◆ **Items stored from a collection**
- - -

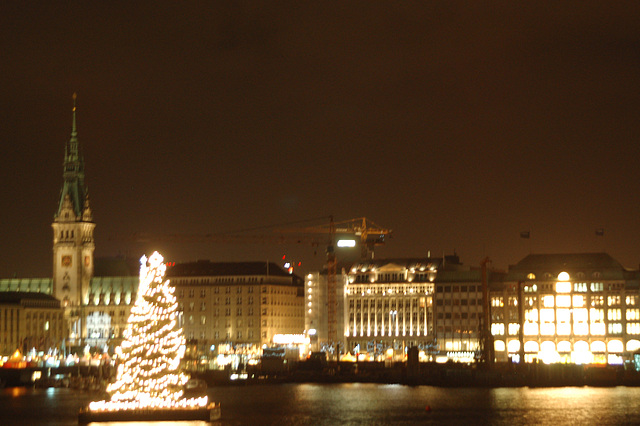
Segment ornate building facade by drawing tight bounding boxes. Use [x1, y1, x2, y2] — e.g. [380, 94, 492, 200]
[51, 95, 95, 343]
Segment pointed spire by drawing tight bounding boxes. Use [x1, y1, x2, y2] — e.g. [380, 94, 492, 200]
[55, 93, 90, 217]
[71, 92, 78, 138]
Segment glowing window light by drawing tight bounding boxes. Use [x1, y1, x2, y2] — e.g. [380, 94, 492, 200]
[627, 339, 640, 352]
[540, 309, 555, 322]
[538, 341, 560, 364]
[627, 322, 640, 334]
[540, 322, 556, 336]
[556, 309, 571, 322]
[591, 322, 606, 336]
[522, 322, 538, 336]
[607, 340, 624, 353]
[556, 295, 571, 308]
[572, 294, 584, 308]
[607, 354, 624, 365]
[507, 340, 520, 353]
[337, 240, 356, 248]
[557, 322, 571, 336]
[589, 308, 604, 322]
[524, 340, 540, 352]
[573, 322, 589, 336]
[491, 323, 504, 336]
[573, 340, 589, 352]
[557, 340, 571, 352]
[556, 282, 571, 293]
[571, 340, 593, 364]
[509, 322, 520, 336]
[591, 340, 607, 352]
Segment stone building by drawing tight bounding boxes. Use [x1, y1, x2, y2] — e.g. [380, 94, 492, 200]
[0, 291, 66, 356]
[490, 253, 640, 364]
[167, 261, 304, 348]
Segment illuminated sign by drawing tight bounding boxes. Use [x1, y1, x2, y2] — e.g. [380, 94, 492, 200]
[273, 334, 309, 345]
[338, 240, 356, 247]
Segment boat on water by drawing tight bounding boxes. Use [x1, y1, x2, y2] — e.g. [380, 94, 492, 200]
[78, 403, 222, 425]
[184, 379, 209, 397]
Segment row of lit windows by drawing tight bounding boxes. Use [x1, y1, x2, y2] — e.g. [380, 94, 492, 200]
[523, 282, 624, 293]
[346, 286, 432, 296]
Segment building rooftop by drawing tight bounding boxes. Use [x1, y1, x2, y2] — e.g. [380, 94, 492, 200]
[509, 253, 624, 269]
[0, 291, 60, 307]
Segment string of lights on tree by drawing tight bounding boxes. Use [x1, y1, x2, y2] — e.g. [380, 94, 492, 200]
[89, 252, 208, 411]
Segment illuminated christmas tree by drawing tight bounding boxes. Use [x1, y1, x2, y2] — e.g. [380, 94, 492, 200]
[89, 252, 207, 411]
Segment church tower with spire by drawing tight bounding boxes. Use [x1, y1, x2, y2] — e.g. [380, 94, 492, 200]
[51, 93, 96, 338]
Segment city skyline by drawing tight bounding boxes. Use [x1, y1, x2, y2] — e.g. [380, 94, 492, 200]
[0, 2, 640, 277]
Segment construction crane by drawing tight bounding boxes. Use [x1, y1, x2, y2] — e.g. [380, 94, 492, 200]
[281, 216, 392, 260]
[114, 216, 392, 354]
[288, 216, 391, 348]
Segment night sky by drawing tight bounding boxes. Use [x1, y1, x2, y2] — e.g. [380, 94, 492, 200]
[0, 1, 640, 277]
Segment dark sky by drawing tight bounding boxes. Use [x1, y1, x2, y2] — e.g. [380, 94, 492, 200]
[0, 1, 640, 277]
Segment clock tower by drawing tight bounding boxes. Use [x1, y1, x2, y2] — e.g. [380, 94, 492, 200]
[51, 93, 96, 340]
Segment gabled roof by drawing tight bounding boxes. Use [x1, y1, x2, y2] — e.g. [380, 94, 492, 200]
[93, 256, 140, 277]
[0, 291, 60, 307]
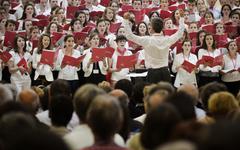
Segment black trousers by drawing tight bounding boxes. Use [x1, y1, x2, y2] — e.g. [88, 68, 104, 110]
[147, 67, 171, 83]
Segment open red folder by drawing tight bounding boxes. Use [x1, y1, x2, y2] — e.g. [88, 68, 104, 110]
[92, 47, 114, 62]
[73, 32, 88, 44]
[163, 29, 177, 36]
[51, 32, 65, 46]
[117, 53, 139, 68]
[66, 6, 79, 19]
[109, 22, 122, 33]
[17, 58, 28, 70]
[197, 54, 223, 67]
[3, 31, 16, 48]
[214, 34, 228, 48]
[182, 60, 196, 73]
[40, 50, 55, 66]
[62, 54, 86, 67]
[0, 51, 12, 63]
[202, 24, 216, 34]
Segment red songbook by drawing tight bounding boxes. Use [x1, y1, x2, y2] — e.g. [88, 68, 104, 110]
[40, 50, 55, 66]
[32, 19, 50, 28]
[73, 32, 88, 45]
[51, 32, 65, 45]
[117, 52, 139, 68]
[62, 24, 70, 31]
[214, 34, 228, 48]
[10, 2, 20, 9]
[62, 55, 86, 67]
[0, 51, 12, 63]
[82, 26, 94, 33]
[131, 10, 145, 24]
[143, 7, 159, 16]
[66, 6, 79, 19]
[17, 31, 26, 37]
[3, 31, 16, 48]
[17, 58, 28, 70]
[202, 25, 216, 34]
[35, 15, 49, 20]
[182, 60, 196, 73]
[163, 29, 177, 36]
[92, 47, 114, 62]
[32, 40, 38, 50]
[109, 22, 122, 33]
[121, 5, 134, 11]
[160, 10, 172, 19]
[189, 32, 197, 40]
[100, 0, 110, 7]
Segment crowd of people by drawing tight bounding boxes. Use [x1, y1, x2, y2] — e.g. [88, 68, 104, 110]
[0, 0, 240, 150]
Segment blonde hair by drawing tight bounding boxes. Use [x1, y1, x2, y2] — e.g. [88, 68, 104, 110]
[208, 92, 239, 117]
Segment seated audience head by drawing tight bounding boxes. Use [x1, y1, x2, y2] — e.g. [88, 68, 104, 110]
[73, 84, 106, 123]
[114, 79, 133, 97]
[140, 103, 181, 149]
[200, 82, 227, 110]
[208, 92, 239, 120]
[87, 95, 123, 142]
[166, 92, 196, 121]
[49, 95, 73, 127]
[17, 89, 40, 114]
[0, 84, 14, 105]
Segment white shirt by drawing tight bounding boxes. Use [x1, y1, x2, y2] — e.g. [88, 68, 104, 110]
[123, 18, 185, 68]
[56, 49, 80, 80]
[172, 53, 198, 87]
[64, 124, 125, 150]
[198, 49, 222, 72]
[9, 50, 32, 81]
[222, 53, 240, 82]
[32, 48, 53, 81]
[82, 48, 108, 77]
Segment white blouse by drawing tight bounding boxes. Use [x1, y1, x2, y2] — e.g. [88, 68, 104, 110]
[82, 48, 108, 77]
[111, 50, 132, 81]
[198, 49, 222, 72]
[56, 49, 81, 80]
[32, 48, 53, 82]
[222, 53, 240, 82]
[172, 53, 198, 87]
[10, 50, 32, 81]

- - -

◆ **YOUR GOAL**
Retype the entire listing above character for character, omitting the pictures.

◆ **COMPLETE RESPONSE**
Segment ornate building facade by drawing tight bounding boxes. Use [x1, y1, x2, y2] — e.g. [380, 94, 492, 200]
[51, 95, 95, 343]
Segment pointed spire by drawing tight bounding boxes. Use [x1, y1, x2, y2] — e.g. [380, 94, 492, 200]
[55, 93, 90, 217]
[71, 92, 78, 138]
Segment glowing window light by drawing tight bounding boxes. Use [x1, y1, x2, y2] — e.g. [380, 94, 492, 200]
[627, 339, 640, 352]
[540, 309, 555, 322]
[538, 341, 560, 364]
[627, 322, 640, 334]
[540, 322, 556, 336]
[556, 309, 571, 322]
[591, 322, 606, 336]
[522, 322, 538, 336]
[607, 340, 624, 353]
[556, 295, 571, 308]
[572, 294, 584, 308]
[607, 354, 624, 365]
[507, 340, 520, 353]
[337, 240, 356, 248]
[557, 322, 571, 336]
[589, 308, 604, 322]
[524, 340, 540, 352]
[573, 322, 589, 336]
[491, 323, 504, 336]
[573, 340, 589, 352]
[557, 340, 571, 352]
[556, 282, 571, 293]
[571, 340, 593, 364]
[509, 322, 520, 336]
[591, 340, 607, 352]
Segment stone building by drawing tight bounding boxes. Use [x1, y1, x2, y2] — e.g. [380, 94, 492, 200]
[0, 291, 66, 356]
[490, 253, 640, 364]
[167, 261, 304, 348]
Segment illuminated sign by drawing tight bounding boxes. Use [x1, y1, x2, y2] — e.g. [380, 94, 492, 200]
[273, 334, 309, 345]
[338, 240, 356, 247]
Segment boat on water by drawing tight bounding boxes. Use [x1, y1, x2, y2] — e.g. [380, 94, 492, 200]
[78, 403, 222, 425]
[184, 379, 209, 397]
Segment row of lit windows by drawing tight bounding boxes. Use [x1, y1, x2, y2] — e.g. [380, 94, 492, 200]
[523, 282, 624, 293]
[346, 286, 432, 296]
Segment building rooftop by drawing tight bounding boxes. Use [x1, y1, x2, y2] — e.g. [380, 94, 492, 200]
[509, 253, 624, 269]
[0, 291, 60, 307]
Segment string of lights on tree by drawing tight bounding boxes. Use [x1, y1, x2, y2] — e.g. [380, 94, 492, 200]
[89, 252, 208, 411]
Segment illuminated christmas tree by drawing tight bounding boxes. Use [x1, y1, x2, y2] — e.g. [380, 94, 492, 200]
[89, 252, 207, 411]
Segment church tower with spire by drawing tight bounding boxes. Use [x1, y1, x2, y2] — e.g. [380, 94, 492, 200]
[51, 93, 96, 338]
Segment city skyline by drawing tight bounding boxes. Use [x1, y1, x2, y2] — e.g. [380, 94, 492, 200]
[0, 2, 640, 277]
Segment construction crane by drawing tight bounding boxes. Use [x1, y1, x2, y2] — e.g. [380, 94, 492, 200]
[281, 216, 392, 260]
[114, 216, 392, 354]
[288, 216, 391, 348]
Segment night sky by drawing tight bounding boxes. Use [x1, y1, x2, y2] — e.g. [380, 94, 492, 200]
[0, 1, 640, 277]
Segment dark sky by drawing tight bounding boxes. Use [x1, y1, x2, y2] — e.g. [380, 94, 492, 200]
[0, 1, 640, 277]
Segment clock tower by drawing tight bounding boxes. Use [x1, y1, x2, y2] — e.g. [380, 94, 492, 200]
[51, 93, 96, 340]
Segment gabled roof by drawing tight bounding boxes. Use [x1, y1, x2, y2] — e.g. [380, 94, 492, 200]
[93, 256, 140, 277]
[0, 291, 60, 307]
Segment black trousers by drawing tight bounding boxes. Use [x1, y1, x2, y2] — e.g. [88, 68, 104, 110]
[147, 67, 171, 83]
Segment open red folder by drawing tight bounding boxes. Use [x1, y1, x2, y2] — e.g. [88, 68, 104, 110]
[92, 47, 114, 62]
[73, 32, 88, 44]
[163, 29, 177, 36]
[51, 32, 65, 46]
[117, 53, 139, 68]
[66, 6, 79, 19]
[109, 22, 122, 33]
[17, 58, 28, 70]
[197, 54, 223, 67]
[3, 31, 16, 48]
[214, 34, 228, 48]
[182, 60, 196, 73]
[40, 50, 55, 66]
[62, 54, 86, 67]
[0, 51, 12, 63]
[202, 24, 216, 34]
Segment red songbook by drawing tight bounding boxes. Use [x1, y1, x2, y2] — e.g. [88, 68, 104, 110]
[40, 50, 55, 66]
[32, 19, 50, 28]
[73, 32, 88, 45]
[51, 32, 65, 45]
[117, 52, 139, 68]
[62, 24, 70, 31]
[214, 34, 228, 48]
[10, 2, 20, 9]
[62, 55, 86, 67]
[0, 51, 12, 63]
[82, 26, 94, 33]
[131, 10, 145, 24]
[143, 7, 159, 16]
[66, 6, 79, 19]
[17, 31, 26, 37]
[3, 31, 16, 48]
[17, 58, 28, 70]
[202, 25, 216, 34]
[35, 15, 49, 20]
[182, 60, 196, 73]
[163, 29, 177, 36]
[92, 47, 114, 62]
[32, 40, 38, 50]
[109, 22, 122, 33]
[121, 5, 134, 11]
[160, 10, 172, 19]
[189, 32, 197, 40]
[100, 0, 110, 7]
Segment crowd of people by drawing tight bounding boxes. Use [x1, y1, x2, y2] — e.g. [88, 68, 104, 110]
[0, 0, 240, 150]
Segment blonde hair by drawing tight bounding boxes. Use [x1, y1, x2, y2] — e.g. [88, 68, 104, 110]
[208, 92, 239, 117]
Segment seated audience head by drawing tight bounding boxes. Use [x1, y1, x2, y2] — e.g. [88, 68, 104, 110]
[73, 84, 106, 123]
[114, 79, 133, 97]
[140, 103, 181, 149]
[200, 82, 227, 110]
[208, 92, 239, 120]
[87, 95, 123, 142]
[166, 92, 196, 121]
[49, 95, 73, 127]
[17, 89, 40, 114]
[0, 84, 14, 105]
Segment white shirt by drawing tight bounding boxes. Use [x1, y1, x2, y2] — e.g. [88, 68, 104, 110]
[123, 18, 185, 68]
[56, 49, 80, 80]
[172, 53, 198, 87]
[64, 124, 125, 150]
[198, 49, 222, 72]
[9, 50, 32, 81]
[222, 53, 240, 82]
[32, 48, 53, 81]
[82, 48, 108, 77]
Segment white blouse by drawing tight bounding boxes. Use [x1, y1, x2, y2] — e.g. [88, 68, 104, 110]
[82, 48, 108, 77]
[111, 50, 132, 81]
[198, 49, 222, 72]
[56, 49, 81, 80]
[32, 48, 53, 82]
[222, 53, 240, 82]
[172, 53, 198, 87]
[10, 50, 32, 81]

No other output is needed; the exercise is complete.